**What the exercise asks:** Copy every line of the data below word for word, keeping each line as it appears.

** begin Supplied data **

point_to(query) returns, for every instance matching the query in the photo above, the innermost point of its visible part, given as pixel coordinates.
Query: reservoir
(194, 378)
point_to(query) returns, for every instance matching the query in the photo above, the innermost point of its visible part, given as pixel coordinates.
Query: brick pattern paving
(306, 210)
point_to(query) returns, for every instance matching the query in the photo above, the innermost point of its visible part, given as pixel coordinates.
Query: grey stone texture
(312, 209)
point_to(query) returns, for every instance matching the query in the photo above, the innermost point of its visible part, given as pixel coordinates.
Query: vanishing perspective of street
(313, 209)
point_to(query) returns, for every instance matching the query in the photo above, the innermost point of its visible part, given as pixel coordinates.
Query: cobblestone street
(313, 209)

** end Supplied data **

**The response:**
point_to(query) returns, for every instance matching the query in the photo above, the innermost point of its visible part, given as pixel coordinates.
Query: reservoir
(194, 378)
point_to(query) returns, for every instance matching the query in the photo above, the innermost point of its visible part, given as pixel coordinates.
Query: brick pattern paving
(306, 210)
point_to(query) returns, for every instance matching the query in the photo above, the innermost point of its visible part, given as pixel coordinates.
Query: grey stone texture
(312, 209)
point_to(query) returns, for every instance matching the query in the photo above, the innermost point of its visible part, given as pixel coordinates.
Query: vanishing perspective of street
(313, 209)
point_to(query) returns, for every instance matching the query in the photo above, the innermost point of its visible part, given as pixel coordinates.
Query: cobblestone street
(313, 209)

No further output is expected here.